## WHAT IS REQUIRED
Find every line in the data below that contains the string "lens" and copy each one. Case matters.

Point labeling dataset excerpts:
---+---

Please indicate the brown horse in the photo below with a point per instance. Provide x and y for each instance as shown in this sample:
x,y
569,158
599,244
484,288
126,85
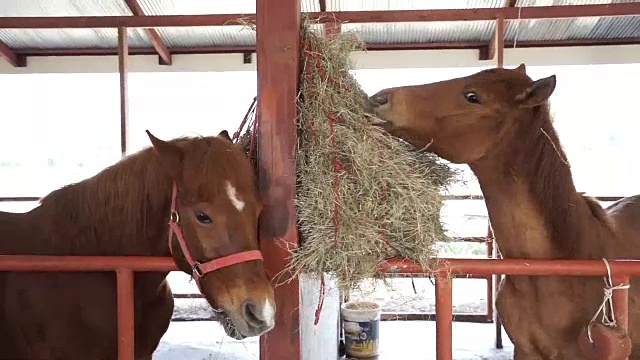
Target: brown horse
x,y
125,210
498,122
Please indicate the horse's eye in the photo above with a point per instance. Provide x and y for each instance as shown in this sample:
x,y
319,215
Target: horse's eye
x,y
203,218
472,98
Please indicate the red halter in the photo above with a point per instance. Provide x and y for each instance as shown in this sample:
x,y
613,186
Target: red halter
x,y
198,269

---+---

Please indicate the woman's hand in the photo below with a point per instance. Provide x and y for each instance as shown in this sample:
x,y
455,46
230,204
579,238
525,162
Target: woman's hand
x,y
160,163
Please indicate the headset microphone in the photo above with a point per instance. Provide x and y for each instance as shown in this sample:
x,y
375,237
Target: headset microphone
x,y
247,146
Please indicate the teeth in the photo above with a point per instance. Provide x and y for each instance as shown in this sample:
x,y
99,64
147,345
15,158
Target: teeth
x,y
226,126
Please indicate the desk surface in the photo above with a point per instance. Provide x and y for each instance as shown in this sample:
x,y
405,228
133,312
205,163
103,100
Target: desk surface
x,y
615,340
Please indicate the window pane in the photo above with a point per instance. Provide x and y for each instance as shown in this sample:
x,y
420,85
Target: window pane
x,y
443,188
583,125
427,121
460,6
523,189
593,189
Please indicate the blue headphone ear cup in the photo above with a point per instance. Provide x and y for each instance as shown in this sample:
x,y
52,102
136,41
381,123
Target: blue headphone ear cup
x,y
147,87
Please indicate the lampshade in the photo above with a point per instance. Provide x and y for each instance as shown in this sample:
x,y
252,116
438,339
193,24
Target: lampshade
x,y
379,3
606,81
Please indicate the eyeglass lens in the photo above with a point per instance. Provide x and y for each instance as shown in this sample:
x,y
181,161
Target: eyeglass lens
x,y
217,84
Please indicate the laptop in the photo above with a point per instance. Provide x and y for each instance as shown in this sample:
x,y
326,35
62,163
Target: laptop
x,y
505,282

---+---

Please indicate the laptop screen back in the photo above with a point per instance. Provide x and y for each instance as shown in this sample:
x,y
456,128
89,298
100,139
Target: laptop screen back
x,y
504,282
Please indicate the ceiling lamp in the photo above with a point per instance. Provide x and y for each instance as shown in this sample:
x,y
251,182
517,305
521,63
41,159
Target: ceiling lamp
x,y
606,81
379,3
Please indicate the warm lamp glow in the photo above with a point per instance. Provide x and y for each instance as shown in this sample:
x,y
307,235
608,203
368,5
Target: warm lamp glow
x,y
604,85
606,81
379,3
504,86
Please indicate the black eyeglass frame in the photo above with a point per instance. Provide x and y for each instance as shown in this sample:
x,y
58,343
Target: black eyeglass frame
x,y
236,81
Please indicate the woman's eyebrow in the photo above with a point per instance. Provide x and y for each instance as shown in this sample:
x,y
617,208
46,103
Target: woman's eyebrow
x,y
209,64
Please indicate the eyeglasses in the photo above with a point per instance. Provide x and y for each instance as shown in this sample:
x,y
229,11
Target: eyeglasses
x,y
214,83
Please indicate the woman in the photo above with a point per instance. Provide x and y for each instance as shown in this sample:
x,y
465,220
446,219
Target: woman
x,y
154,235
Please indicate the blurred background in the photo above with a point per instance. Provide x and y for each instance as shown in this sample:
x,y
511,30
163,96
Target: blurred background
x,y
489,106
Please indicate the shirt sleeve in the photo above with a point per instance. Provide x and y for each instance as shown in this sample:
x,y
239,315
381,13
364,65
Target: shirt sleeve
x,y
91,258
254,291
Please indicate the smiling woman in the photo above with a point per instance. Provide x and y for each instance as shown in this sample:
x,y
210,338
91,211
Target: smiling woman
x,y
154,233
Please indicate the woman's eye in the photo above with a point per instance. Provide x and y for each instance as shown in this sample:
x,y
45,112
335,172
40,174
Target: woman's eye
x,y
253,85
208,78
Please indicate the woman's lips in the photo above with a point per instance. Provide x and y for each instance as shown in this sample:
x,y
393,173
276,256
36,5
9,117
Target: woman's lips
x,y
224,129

---+---

## ANSWER IN FULL
Please indicate the eyeglass lens in the photo above with a point per instance. Provide x and y for each instance as shown in this sample:
Target: eyeglass lens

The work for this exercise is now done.